### [WRITTEN INSTRUCTION 1]
Answer these from the Brogdale passage:
(a) How many different types of apple were there to try and buy in the apple barn?
(b) Who gave the lecture in the cooking tent?
(c) About how far above the ground does the writer have to cut the new trees?
### [WRITTEN INSTRUCTION 2]
Print the part of the Brogdale passage that opens with the words containing "I remembered last" and closes with "Rosie Makes Jam.".

I will, apparently, have to be brave with my lovely new trees and cut them down to about a foot above the ground to allow lots of fruiting spurs to develop over many years. Okaaaay…
The apple barn is the ‘main event’ and this year there were over a thousand apples to inspect and admire. There were about forty different types of apple to try and buy. I did start noting down my choices as I popped them into my bag, but eventually I gave in and just bought a variety of varieties – it will be a lucky dip. I know Holstein was in there crisp, bright and fresh, definitely an apple I’d consider growing.
I remembered last year, feeling like Dennis the Menace after a day’s scrumping and didn’t eat quite so much all at once. but you have to try everything, don’t you…
Next I wandered over to the cooking tent where I caught the end of a fascinating lecture by the excellent Rosie Makes Jam.
She urges people everywhere to teach people everywhere how to preserve food, and does her own bit with a fantastic blog, which I wholeheartedly recommend. I spent some time after the talk bending Rosie’s ear about the bits I’d missed and some dreary issues I’ve been having with fruit pastilles (don’t ask…)
I’ve never been on Brogdale’s tiny train, which is a shame as it looks great fun. Nor have I played in the giant play area or really paid too much attention to the music. I am sure I am the poorer for it. If I ever get so many apples I can take advantage of the pressing service, I’ll join the queue here.

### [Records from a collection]
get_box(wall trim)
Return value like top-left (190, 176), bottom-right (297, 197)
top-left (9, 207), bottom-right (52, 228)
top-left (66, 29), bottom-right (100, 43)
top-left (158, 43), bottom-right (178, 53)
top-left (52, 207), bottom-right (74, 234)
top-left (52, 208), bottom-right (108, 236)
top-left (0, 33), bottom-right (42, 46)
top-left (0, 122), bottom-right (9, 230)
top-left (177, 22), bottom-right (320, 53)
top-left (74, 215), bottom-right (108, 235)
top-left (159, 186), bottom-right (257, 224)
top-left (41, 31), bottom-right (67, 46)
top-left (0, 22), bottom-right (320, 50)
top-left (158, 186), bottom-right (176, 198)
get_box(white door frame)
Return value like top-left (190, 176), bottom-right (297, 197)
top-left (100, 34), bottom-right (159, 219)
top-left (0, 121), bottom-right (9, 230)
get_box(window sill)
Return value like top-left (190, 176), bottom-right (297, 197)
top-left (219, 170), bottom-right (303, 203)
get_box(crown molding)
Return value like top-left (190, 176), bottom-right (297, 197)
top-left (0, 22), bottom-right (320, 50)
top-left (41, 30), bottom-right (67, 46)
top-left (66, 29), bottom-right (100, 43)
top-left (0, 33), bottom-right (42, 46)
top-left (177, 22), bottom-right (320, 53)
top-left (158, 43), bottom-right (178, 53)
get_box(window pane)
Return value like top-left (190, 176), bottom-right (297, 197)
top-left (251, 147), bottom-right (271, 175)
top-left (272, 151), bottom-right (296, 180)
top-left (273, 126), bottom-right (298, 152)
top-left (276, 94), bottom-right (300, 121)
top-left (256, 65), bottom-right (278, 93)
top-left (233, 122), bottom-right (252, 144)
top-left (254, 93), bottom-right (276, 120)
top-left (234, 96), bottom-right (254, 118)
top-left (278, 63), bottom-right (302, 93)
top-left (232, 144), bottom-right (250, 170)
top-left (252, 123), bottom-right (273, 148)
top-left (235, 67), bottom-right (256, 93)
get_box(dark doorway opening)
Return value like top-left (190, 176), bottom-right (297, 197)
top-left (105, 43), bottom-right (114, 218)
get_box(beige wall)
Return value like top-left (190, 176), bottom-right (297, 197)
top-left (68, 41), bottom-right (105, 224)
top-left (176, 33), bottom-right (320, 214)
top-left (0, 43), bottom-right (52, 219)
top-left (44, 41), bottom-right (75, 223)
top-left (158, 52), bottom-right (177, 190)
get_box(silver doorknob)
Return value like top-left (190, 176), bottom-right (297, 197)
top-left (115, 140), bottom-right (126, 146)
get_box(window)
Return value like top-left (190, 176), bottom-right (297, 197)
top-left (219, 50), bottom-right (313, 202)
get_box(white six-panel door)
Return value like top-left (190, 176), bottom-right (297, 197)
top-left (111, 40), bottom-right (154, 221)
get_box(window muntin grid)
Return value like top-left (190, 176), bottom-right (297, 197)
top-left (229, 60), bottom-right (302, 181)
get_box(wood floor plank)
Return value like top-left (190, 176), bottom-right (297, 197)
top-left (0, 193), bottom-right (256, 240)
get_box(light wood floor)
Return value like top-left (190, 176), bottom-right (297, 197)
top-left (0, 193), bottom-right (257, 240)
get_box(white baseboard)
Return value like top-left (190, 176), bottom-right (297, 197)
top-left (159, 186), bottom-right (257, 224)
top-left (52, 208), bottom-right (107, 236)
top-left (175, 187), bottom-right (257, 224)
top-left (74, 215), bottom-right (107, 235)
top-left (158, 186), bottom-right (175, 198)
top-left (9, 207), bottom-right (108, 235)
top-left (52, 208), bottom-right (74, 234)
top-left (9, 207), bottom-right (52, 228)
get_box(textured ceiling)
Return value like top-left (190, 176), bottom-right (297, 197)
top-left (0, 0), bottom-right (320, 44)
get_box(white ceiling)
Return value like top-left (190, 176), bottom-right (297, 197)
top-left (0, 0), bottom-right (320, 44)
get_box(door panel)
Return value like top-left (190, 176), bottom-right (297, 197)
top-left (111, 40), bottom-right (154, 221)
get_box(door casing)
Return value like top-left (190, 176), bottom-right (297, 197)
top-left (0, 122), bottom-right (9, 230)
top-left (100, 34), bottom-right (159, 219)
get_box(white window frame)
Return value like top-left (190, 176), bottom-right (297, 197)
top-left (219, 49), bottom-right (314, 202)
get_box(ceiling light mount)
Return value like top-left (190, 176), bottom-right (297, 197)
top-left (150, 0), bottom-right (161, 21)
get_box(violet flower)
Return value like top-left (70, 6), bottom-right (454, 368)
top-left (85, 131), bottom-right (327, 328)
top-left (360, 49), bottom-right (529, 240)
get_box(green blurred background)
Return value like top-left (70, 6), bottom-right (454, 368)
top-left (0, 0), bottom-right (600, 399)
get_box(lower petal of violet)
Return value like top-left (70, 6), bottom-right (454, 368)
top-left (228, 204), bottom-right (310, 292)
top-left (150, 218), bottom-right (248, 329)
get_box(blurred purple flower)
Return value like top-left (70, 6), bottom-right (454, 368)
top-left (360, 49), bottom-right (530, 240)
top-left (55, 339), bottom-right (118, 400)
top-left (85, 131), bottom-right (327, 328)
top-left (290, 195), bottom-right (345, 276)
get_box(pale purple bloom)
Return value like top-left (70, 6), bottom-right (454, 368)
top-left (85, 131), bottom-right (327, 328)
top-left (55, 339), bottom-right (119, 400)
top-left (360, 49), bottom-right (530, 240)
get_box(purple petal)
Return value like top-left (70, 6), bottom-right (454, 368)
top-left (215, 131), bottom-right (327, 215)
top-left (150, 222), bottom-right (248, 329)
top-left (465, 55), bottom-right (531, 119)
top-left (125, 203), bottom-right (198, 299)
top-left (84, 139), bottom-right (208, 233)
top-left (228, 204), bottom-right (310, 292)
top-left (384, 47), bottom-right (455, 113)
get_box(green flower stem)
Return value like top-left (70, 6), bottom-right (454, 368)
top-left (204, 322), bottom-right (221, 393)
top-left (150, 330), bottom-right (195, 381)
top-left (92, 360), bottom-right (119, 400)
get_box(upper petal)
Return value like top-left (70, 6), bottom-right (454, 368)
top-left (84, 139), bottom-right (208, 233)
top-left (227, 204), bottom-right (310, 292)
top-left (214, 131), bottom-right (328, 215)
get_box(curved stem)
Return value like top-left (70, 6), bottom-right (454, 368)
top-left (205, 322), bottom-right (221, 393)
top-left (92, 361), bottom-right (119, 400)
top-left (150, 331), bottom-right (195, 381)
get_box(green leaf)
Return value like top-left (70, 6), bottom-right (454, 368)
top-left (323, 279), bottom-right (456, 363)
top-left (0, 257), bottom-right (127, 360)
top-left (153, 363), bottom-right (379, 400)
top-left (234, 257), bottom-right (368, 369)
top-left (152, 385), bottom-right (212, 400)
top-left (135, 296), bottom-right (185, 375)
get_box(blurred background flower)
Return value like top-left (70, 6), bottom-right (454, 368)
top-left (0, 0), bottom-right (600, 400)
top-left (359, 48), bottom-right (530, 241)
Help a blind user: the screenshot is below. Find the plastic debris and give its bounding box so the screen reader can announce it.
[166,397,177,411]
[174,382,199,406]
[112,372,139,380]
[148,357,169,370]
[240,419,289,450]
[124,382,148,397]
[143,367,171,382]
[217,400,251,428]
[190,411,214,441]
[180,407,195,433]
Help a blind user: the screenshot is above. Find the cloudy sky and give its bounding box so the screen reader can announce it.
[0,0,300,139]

### [WORKED ANSWER 1]
(a) About forty.
(b) Rosie Makes Jam.
(c) About a foot.

### [WORKED ANSWER 2]
I remembered last year, feeling like Dennis the Menace after a day’s scrumping and didn’t eat quite so much all at once. but you have to try everything, don’t you…
Next I wandered over to the cooking tent where I caught the end of a fascinating lecture by the excellent Rosie Makes Jam.